• **DATA LISTING**:
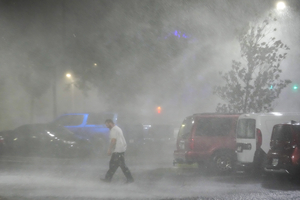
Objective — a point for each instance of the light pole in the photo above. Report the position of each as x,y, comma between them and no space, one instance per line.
69,76
280,5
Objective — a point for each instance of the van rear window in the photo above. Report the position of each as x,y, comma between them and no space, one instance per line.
246,128
282,133
213,126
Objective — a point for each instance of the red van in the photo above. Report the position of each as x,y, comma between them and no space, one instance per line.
208,138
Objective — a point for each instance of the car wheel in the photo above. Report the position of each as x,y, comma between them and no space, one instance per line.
99,146
223,163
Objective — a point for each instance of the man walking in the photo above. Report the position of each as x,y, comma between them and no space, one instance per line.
116,150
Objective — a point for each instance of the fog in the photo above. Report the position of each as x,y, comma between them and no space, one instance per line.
147,54
126,55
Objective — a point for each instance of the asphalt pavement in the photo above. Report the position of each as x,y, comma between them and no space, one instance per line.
155,178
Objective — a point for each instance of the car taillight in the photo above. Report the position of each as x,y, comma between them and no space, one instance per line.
192,143
258,138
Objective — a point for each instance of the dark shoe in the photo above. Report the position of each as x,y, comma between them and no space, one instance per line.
129,181
105,180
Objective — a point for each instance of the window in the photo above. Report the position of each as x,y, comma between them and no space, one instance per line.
246,128
213,126
185,128
99,119
282,133
70,120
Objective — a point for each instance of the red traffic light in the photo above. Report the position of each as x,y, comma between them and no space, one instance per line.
158,109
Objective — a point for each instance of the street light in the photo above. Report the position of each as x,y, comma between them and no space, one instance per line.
280,5
69,76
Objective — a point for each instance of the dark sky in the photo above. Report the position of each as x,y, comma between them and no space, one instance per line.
148,53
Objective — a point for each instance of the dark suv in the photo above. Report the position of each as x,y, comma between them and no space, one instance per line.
284,154
208,138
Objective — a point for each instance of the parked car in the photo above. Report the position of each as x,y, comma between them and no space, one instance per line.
44,140
208,138
253,138
91,126
284,154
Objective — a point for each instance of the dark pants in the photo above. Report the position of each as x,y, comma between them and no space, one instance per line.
117,160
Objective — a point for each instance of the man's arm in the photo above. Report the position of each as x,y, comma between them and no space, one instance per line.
112,146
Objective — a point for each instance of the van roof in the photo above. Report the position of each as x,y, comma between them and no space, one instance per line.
270,114
217,114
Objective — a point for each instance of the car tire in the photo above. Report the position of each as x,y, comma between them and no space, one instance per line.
222,163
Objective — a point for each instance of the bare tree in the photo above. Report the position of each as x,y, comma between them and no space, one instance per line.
253,85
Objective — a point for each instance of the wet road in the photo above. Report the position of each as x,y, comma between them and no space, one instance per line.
155,178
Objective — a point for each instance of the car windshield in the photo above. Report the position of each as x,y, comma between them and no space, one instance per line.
246,128
213,126
59,132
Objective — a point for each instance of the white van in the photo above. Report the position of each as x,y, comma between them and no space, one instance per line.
253,137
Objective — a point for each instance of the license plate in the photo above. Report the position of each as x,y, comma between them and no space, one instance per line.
275,162
239,149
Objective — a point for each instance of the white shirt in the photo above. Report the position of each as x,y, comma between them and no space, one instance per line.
117,134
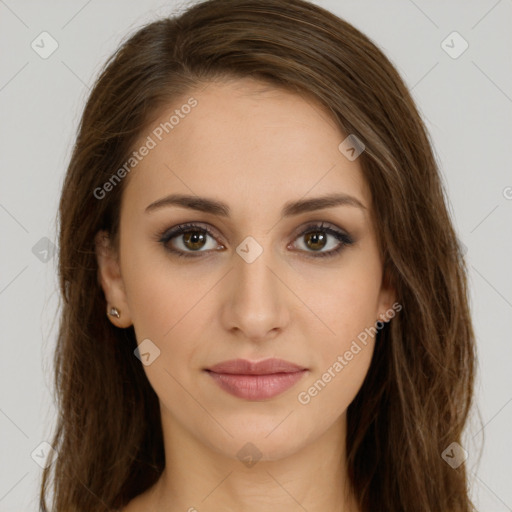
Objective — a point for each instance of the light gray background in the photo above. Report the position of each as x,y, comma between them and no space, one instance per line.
467,105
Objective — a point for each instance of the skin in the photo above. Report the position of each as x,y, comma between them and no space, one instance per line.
255,148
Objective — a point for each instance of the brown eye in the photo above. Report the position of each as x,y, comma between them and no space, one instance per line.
316,240
187,239
318,237
194,240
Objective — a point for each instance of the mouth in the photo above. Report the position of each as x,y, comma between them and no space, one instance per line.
256,380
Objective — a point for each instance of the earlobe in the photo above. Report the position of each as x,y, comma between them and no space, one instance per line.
388,299
111,281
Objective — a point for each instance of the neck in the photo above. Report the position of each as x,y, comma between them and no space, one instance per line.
199,478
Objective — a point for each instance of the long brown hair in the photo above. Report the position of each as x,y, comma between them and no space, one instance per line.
418,393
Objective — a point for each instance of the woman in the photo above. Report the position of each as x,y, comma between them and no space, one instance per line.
264,301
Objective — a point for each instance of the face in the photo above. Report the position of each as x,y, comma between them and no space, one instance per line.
255,278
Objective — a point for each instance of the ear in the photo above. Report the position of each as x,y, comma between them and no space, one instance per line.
110,279
388,306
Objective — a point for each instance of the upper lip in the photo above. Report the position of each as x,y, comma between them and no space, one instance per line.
265,367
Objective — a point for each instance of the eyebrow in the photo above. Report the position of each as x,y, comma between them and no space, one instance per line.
207,205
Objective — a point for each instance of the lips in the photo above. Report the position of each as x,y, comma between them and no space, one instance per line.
256,380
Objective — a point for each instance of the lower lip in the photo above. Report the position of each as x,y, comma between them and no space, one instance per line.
257,387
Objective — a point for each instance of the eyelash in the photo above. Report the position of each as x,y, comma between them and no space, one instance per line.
168,234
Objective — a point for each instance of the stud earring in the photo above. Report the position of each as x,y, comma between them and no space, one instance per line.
114,312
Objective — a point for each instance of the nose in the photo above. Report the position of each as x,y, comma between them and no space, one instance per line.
256,304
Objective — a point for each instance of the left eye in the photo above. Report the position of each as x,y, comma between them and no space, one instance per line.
193,238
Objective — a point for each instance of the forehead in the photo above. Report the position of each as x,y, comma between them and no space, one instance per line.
246,142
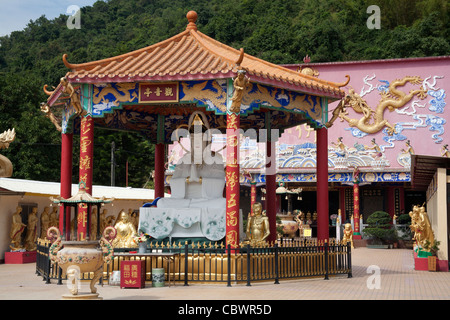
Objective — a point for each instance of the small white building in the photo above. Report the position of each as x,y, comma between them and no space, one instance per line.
29,194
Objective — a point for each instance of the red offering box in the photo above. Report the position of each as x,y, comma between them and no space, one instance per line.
132,274
20,257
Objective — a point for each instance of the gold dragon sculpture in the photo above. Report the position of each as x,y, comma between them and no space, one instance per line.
372,121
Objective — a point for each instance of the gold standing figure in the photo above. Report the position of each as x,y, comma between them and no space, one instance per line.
257,226
421,226
125,232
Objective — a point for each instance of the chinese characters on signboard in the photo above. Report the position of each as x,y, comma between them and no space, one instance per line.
158,92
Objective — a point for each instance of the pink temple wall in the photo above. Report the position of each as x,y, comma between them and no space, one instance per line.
422,121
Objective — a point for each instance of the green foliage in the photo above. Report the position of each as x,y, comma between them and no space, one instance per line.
275,30
379,228
404,219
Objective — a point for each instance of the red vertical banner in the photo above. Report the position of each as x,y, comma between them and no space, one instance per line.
252,195
232,180
66,181
322,185
86,157
356,227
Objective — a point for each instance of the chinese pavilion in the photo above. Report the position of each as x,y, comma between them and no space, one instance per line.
155,89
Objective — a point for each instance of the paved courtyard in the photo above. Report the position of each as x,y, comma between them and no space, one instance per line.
378,274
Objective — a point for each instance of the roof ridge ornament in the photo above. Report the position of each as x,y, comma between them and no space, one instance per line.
192,18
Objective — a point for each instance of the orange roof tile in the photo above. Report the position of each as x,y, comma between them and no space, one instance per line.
192,55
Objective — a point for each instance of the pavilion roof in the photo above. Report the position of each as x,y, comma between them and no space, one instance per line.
192,55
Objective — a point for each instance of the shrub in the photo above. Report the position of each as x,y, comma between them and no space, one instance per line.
404,219
379,228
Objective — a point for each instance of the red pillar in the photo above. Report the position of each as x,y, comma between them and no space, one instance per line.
322,185
232,180
356,226
66,180
86,166
159,170
271,187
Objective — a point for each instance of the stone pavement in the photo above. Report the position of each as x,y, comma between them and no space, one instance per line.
378,274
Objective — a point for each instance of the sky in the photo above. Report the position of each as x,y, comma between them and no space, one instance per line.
16,14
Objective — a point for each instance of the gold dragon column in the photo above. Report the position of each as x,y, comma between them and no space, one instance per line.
232,160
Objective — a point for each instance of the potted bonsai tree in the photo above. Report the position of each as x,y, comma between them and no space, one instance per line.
432,259
379,230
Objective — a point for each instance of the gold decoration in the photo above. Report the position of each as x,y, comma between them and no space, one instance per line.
125,232
6,138
373,121
73,96
240,83
48,114
122,93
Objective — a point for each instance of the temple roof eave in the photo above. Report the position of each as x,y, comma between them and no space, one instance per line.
192,55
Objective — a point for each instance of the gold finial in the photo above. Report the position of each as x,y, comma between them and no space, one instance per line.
192,18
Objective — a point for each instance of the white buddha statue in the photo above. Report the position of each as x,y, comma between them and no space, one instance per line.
196,206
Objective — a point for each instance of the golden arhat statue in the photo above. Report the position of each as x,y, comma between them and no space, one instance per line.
348,234
257,226
421,226
6,138
125,231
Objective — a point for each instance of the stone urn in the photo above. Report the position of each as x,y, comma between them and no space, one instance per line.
76,257
290,226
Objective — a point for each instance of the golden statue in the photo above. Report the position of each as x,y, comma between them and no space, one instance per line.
45,223
94,224
257,226
298,218
17,227
240,83
125,232
348,234
102,221
6,167
421,226
444,151
31,237
134,217
374,121
54,220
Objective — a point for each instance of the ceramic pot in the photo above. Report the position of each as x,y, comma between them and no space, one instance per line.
76,257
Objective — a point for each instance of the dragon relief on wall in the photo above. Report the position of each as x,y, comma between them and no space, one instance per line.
373,121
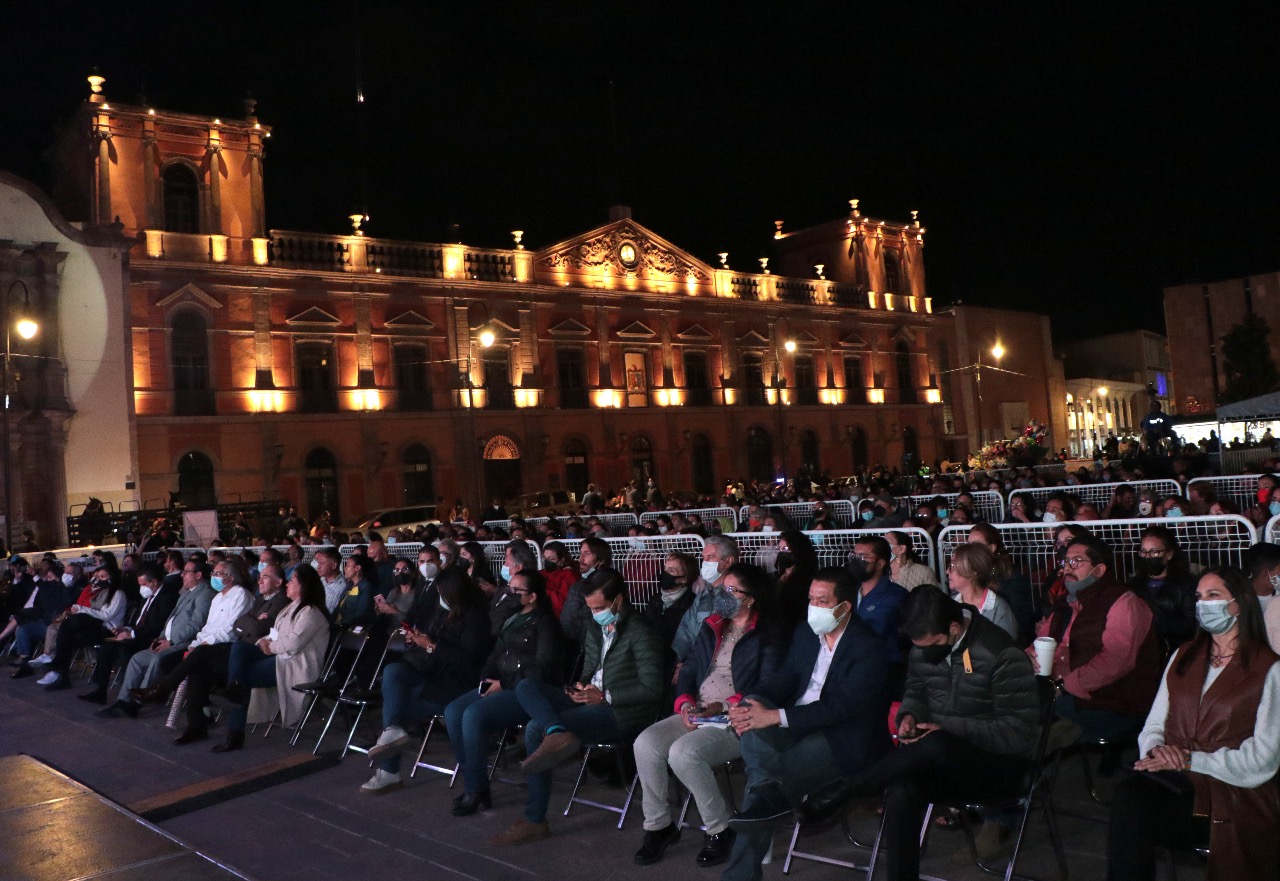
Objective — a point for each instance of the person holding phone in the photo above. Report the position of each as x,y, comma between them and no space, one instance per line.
736,648
530,646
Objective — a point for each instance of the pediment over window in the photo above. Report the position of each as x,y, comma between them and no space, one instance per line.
570,328
188,293
636,331
314,315
411,320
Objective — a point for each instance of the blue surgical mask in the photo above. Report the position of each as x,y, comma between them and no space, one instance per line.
606,617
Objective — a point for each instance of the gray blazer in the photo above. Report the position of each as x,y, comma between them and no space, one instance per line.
190,615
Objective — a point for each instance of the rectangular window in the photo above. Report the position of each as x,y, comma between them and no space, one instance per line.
571,378
696,382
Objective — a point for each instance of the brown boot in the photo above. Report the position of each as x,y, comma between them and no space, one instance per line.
551,752
521,832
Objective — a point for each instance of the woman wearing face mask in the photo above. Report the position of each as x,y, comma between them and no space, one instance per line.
1164,579
736,648
905,567
675,596
530,646
1210,748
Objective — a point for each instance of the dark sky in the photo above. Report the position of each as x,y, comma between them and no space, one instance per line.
1073,163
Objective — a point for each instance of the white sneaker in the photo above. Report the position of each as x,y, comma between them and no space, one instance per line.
382,783
391,740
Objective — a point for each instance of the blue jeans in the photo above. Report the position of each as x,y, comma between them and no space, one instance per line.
776,757
1097,724
472,720
403,702
548,706
251,669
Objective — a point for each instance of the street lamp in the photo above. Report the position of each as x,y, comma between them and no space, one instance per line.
27,328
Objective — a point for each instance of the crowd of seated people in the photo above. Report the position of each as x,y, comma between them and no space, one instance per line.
771,660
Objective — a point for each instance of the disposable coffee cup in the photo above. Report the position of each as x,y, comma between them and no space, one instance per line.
1045,648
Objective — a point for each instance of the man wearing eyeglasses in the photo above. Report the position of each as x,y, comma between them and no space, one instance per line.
1109,661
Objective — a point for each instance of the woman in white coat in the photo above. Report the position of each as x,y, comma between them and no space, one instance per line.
293,652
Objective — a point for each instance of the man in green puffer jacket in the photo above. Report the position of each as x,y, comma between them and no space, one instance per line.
968,721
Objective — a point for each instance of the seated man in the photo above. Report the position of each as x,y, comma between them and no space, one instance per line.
190,615
1109,658
968,717
617,694
822,711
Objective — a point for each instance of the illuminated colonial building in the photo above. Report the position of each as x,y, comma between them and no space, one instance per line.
351,371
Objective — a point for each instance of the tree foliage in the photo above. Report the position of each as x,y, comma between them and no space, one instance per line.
1247,361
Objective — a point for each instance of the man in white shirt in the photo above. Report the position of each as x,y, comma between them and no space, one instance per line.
821,715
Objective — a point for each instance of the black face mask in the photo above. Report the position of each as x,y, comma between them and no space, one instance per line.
935,653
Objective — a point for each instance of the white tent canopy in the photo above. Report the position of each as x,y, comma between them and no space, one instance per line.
1252,410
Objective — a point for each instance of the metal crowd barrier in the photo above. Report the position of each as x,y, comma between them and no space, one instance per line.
801,512
1207,541
639,558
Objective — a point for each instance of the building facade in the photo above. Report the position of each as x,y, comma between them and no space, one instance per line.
348,373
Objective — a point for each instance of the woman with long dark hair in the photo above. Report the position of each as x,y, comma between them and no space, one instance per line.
1210,748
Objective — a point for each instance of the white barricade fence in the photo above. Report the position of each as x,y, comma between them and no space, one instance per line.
639,558
727,516
1206,541
988,505
801,512
1242,488
832,546
1098,494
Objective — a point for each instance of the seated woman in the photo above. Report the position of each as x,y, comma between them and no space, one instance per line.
905,569
530,646
1211,748
86,626
736,648
446,644
289,653
969,579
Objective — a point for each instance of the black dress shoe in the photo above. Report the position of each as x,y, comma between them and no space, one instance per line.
767,803
234,740
191,735
716,848
656,843
470,804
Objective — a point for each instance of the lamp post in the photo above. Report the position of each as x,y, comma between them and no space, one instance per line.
27,328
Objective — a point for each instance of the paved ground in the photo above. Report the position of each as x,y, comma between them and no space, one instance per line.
323,826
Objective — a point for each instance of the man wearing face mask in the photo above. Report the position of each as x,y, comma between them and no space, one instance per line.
880,602
720,552
1109,658
822,711
967,722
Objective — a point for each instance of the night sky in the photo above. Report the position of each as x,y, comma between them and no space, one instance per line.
1073,163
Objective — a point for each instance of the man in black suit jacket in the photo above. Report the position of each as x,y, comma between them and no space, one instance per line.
819,716
138,633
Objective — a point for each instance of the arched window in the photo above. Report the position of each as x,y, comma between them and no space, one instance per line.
321,474
892,273
905,383
703,464
196,482
188,346
419,488
759,455
641,460
181,199
576,471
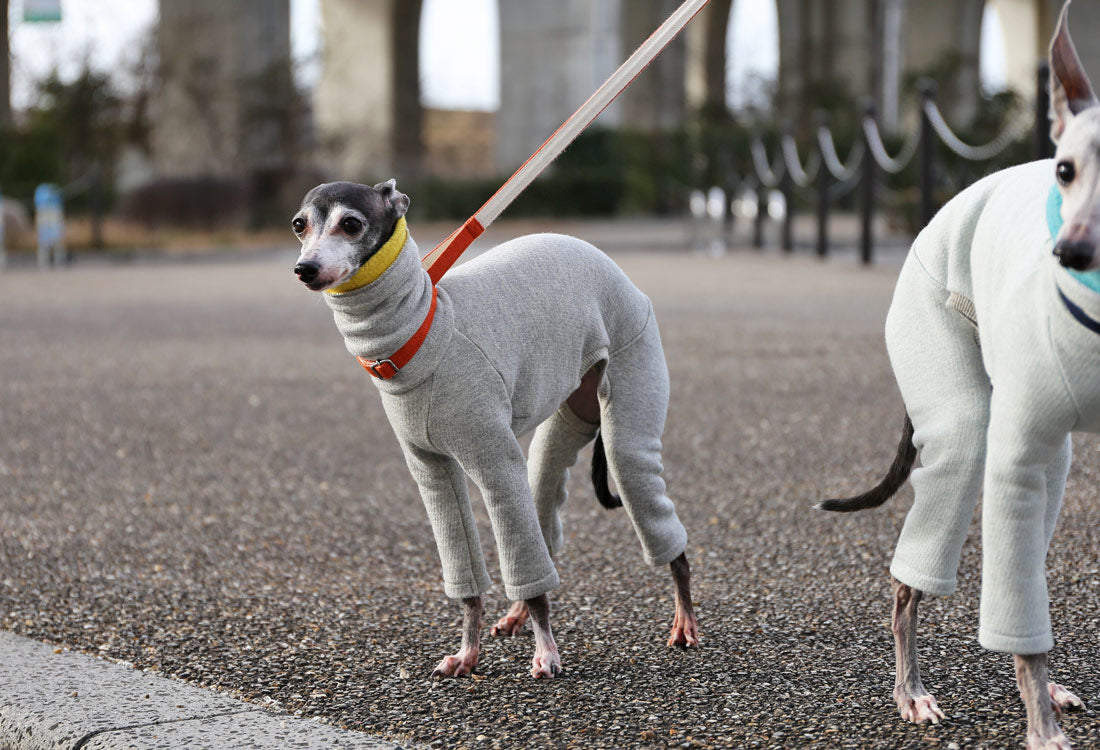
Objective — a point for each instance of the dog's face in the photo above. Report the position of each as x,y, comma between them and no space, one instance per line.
1075,128
341,225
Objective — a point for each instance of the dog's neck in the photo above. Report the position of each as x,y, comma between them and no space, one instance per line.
1089,278
377,264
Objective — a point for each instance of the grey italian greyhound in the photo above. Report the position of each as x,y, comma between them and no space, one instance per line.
542,333
994,339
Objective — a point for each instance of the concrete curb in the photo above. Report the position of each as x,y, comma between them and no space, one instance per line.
53,699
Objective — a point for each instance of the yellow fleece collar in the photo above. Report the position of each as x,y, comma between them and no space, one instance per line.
377,263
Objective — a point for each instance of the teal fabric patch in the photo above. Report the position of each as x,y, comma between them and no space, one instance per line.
1089,278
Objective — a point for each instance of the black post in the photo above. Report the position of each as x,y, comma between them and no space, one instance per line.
728,186
867,208
927,88
787,186
1044,147
822,195
761,214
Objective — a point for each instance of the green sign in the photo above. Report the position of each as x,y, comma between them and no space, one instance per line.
42,11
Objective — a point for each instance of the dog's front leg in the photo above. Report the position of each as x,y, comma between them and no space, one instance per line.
684,624
513,621
462,664
914,703
1043,730
546,662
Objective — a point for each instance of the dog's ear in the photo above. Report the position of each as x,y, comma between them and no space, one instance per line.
398,201
1070,91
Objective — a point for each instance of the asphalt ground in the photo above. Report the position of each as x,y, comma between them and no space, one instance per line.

• **TASK PROMPT**: Beginning at the line that contains "Objective — a point for each instance of the green sign", retype each line of the listing up to and including the last one, exactly as it stands, and nothing else.

• **SOLUTION TO THE PROBLEM**:
Objective — a point for each instance of the green sign in the photo above. Report the position of each as x,y, comma between them and no space, one instance per line.
42,11
Objective — a point for each instance of the dog's front leg in the photo above. Report the position of each as x,y, comma between them and no space, one instance per line.
684,624
513,621
462,664
914,703
1043,730
546,662
Objective — a point for each instance of the dog's ear in the photo above. Report the position of each as x,y, comma between them and no space, one instance per line.
398,201
1070,91
Objective — a point for each instance of the asphalt ground in the photo above. Report the position of each as x,y, comma between them and no space, one instance per line.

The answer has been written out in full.